◆ Directive A: In the dictionary entry on "fenestral," list every year from the 1500s that comes before a quotation.
◆ Directive B: Retype the dictionary entry on "fenestral" from "[a. OF. fenestral, f." to "frame: A window-pane.", without changing anything.

— start of Source extract —

▪ I. † feˈnestral, n. Obs.
Also 5 fenestralle, 6 fenestrall.
[a. OF. fenestral, f. fenestre: see fenester.]
A window-frame or lattice, often fitted with cloth or paper as a substitute for crystal or glass; a window. Rarely of the filling in of the frame: A window-pane.
[1291 Accts. Exors. Q. Eleanor in Househ. Exps. (Roxb.) 135 Pro canabo ad fenestrallas..iij d.] 1399 Mem. Ripon (Surtees) III. 129 Et in j parva serura emp. pro j fenestrall infra capellam Beatæ Mariæ, 2½d. 1430 Lydg. Chron. Troy ii. xi, All the windowes and eche fenestrall Wrought were of beryle & of cleare crystall. c 1430 ― Min. Poems (Percy Soc.) 203 To telle what shuld hire baggys been, Whoos fenestralle were hard to glase. 1519 W. Horman Vulg. 242 Paper or lyn clothe straked a crosse with losyngz: make fenestrals in stede of glasen wyndowes. 1523 Skelton Garl. Laurel 1387 The fenestrall, Glittryng and glistryng and gloriously glasid. 1530 Palsgr. 219/2 Fenestrall, chassis de toille, ou de paupier. [1851 Turner Dom. Archit. II. i. 13 The windows were usually fitted with..lattices or fenestrals.] |
transf. c 1430 Pilgr. Lyf Manhode ii. xlii. (1869) 92 Thou shuldest not weene that the soule haue neede of these eyen..For bifore and bihynde, with oute bodelych fenestralle, he seeth his gostlich good. |
▪ II. fenestral, a.

— end of Source extract —
— start of Dataset excerpts —

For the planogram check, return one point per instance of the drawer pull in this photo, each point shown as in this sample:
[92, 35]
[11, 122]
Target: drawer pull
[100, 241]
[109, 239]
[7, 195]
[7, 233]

— end of Dataset excerpts —

◆ Right answer A: 1519, 1523, 1530

◆ Right answer B:
[a. OF. fenestral, f. fenestre: see fenester.]
A window-frame or lattice, often fitted with cloth or paper as a substitute for crystal or glass; a window. Rarely of the filling in of the frame: A window-pane.